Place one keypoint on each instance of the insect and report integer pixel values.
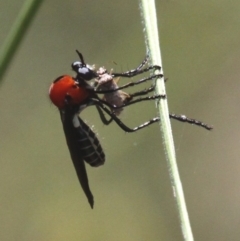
(116, 99)
(73, 94)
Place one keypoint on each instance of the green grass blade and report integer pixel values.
(152, 41)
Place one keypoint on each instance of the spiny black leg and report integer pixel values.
(81, 57)
(119, 122)
(143, 92)
(129, 84)
(138, 70)
(102, 116)
(135, 72)
(184, 118)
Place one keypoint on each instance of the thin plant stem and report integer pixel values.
(16, 33)
(149, 19)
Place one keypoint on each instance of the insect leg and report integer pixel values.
(133, 83)
(184, 118)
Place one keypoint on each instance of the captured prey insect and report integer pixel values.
(72, 95)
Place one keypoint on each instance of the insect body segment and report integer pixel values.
(71, 95)
(65, 90)
(105, 81)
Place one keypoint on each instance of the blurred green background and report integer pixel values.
(41, 198)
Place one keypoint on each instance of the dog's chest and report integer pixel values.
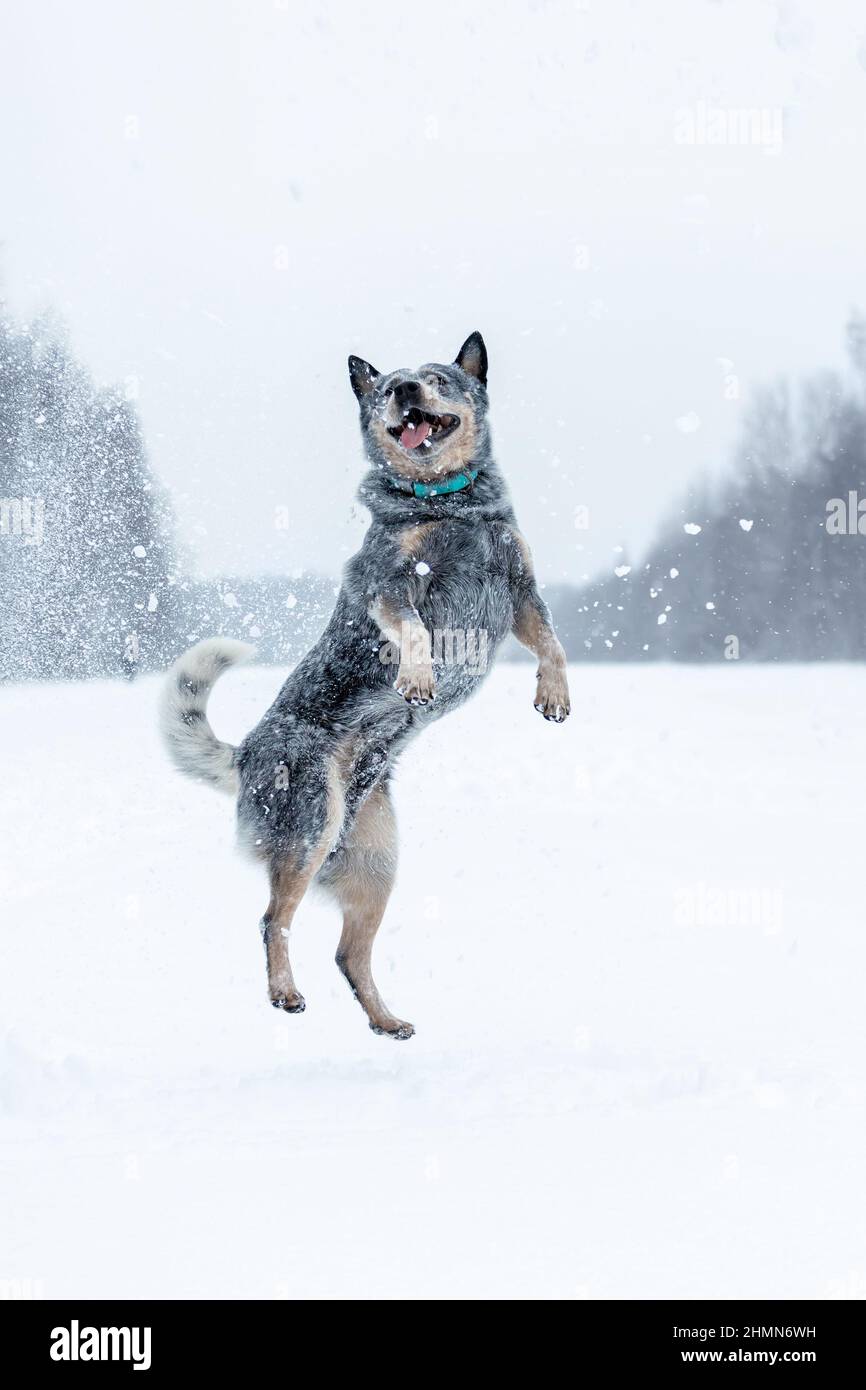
(464, 578)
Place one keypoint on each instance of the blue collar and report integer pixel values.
(437, 489)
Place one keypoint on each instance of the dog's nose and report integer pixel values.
(406, 392)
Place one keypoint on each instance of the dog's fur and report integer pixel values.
(313, 777)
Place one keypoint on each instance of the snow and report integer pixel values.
(631, 947)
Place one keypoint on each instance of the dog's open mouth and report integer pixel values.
(421, 430)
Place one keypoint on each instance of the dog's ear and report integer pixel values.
(362, 375)
(473, 357)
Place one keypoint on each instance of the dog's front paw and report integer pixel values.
(552, 697)
(416, 684)
(392, 1027)
(291, 1002)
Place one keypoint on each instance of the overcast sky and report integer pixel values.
(224, 199)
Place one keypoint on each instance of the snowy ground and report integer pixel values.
(633, 950)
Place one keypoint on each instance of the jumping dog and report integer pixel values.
(442, 560)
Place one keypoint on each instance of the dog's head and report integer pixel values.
(426, 423)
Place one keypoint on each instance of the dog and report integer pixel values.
(442, 559)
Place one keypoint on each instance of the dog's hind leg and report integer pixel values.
(291, 876)
(360, 877)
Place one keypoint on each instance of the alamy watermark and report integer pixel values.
(730, 125)
(847, 516)
(22, 517)
(464, 647)
(729, 905)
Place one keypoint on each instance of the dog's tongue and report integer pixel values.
(414, 434)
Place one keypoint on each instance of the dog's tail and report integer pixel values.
(192, 744)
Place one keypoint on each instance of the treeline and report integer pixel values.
(91, 578)
(770, 565)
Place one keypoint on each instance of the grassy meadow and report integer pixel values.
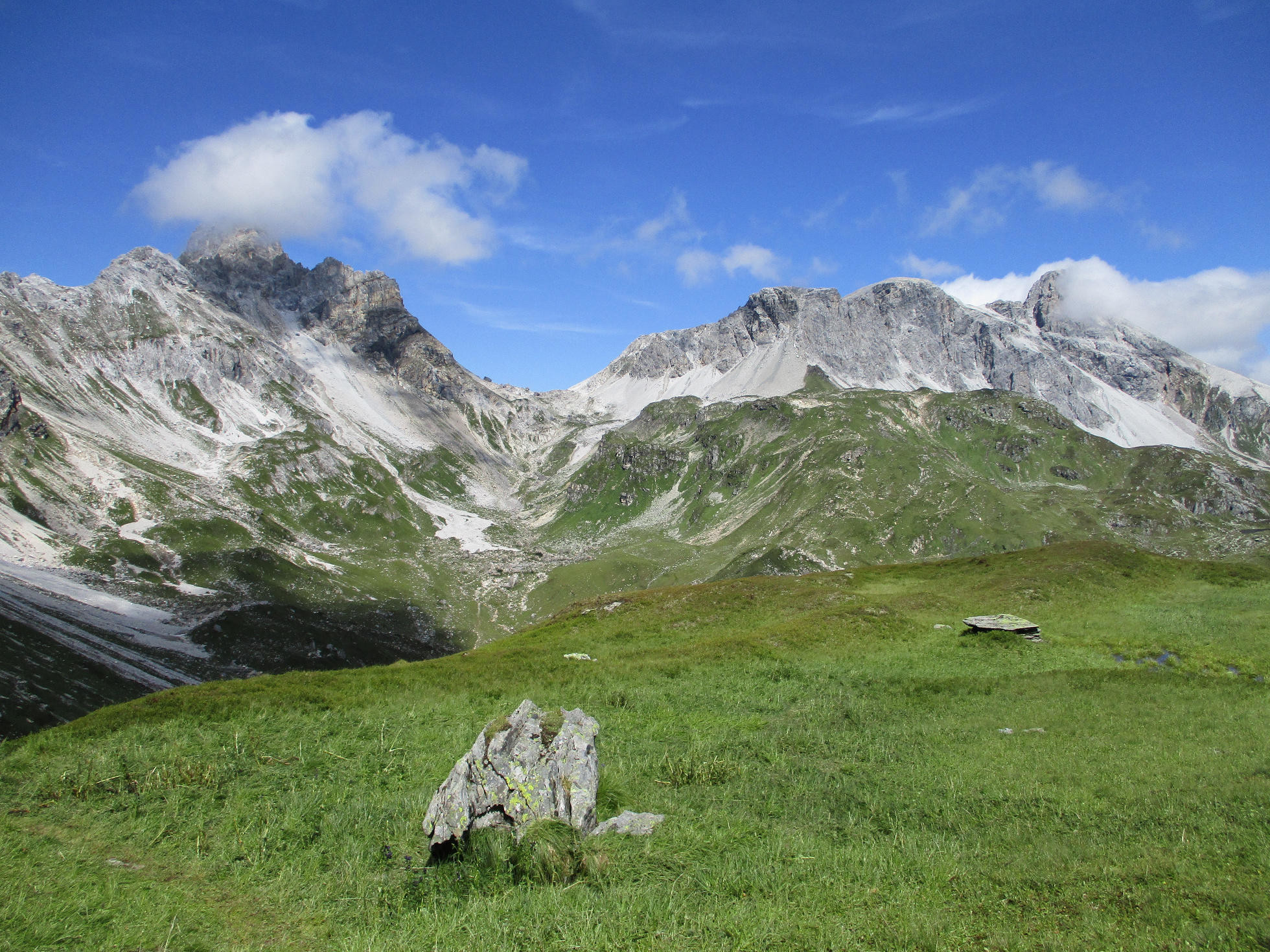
(832, 765)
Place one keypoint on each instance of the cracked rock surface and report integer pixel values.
(531, 765)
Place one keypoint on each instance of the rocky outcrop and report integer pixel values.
(533, 765)
(630, 824)
(10, 404)
(903, 334)
(249, 273)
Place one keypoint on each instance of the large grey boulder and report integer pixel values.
(531, 765)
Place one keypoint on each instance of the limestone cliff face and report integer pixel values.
(1111, 378)
(253, 276)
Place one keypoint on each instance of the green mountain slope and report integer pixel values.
(825, 479)
(832, 767)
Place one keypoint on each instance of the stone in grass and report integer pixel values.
(630, 824)
(531, 765)
(1004, 622)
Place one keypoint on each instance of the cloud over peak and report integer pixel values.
(1222, 315)
(283, 173)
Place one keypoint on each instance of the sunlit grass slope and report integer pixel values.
━━━━━━━━━━━━━━━━━━━━━━━━━━━━━━
(WHAT THE EXERCISE ASKS): Reproduce every line of the listing above with "keypoint" swapped for "marker" and everything else kept as it stands, omitting the pictures.

(SOLUTION TO THIS TASK):
Place one marker on each instance of the insect and report integer pixel values.
(116, 99)
(73, 94)
Place one marker on each instance of the green grass blade and report integer pixel values.
(152, 41)
Place one marker on each instance of the spiny black leg and report integer pixel values.
(81, 57)
(119, 122)
(143, 92)
(129, 84)
(138, 70)
(102, 116)
(135, 72)
(184, 118)
Place one marker on each instance of the thin plant stem and report integer pixel values.
(16, 33)
(149, 19)
Place one marker on each instance of the insect leg and report integer pixel values.
(133, 83)
(184, 118)
Place one marker on each instance of the captured prey insect and report integer pixel values.
(72, 95)
Place one marker on each instance of the insect body segment and report integer pixel values.
(71, 95)
(65, 90)
(105, 81)
Place one marker on each instance of the blurred green background and report integer pixel values.
(41, 198)
Place one marker on each instance of the dog's chest and report integer pixel values.
(464, 578)
Place one marker on each instance of the blue collar and report integer pixel values.
(437, 489)
Place one marker on each instance of the dog's nose and report integer pixel values.
(406, 392)
Place one marker on each instance of the dog's fur and report integer pixel values.
(313, 777)
Place one marker on each instance of the snow and report integer pixel values.
(631, 947)
Place one marker on each instance of the dog's open mouth and report integer pixel values.
(421, 430)
Place one marker on each instance of the dog's ear and report integer pixel values.
(362, 375)
(473, 357)
Place one marker on each instance of the dog's front paw and report integer pixel values.
(552, 697)
(416, 684)
(392, 1027)
(291, 1002)
Place one marker on each instance of the overcast sky and report integer pixel values.
(224, 199)
Place one marker on each instance of the snowy ground and report integer pixel values.
(633, 950)
Place one marker on each instance of the jumping dog and report integer pixel values.
(442, 560)
Place one marker on each instance of the dog's head and report integer pixel values.
(426, 423)
Place one marker on each instance of the dog and report integer pixel values.
(442, 559)
Place one marker on each instance of the dog's hind leg and report integer pixel values.
(291, 876)
(360, 877)
Place one marker on each instance of the alamy watermark and report integer pixel values.
(730, 125)
(847, 516)
(22, 517)
(464, 647)
(729, 905)
Place one marker on each instance of the dog's tongue and report integer pixel values.
(414, 434)
Place one marker on each instance of the dog's tail and report integer pixel values.
(192, 744)
Place one marker on each instance of the treeline and report integer pixel values.
(91, 578)
(770, 565)
Place one marker on each instance of the grassy meadow and report integer pixel values.
(832, 765)
Place one marker on each instance of the cracked rock surface and report integer pixel values.
(531, 765)
Place one marker on each instance of the rocky outcrop and report integer pixel values.
(533, 765)
(630, 824)
(10, 404)
(903, 334)
(249, 273)
Place one marker on each instance of the large grey boulder and report integer pixel values.
(531, 765)
Place one marker on each instance of the limestone cliff face and report integer pixel values.
(1111, 378)
(253, 276)
Place one marker on each instance of the green mountain slope and report integer pixel values.
(825, 479)
(832, 767)
Place one marker on each instance of the stone in grass and report integer pixel values.
(630, 824)
(531, 765)
(1004, 622)
Place one marker on each instance of the cloud over peak and report integer pixel values.
(1222, 315)
(283, 173)
Place one marker on each instance of the sunlit grass slope and report integer pixel values.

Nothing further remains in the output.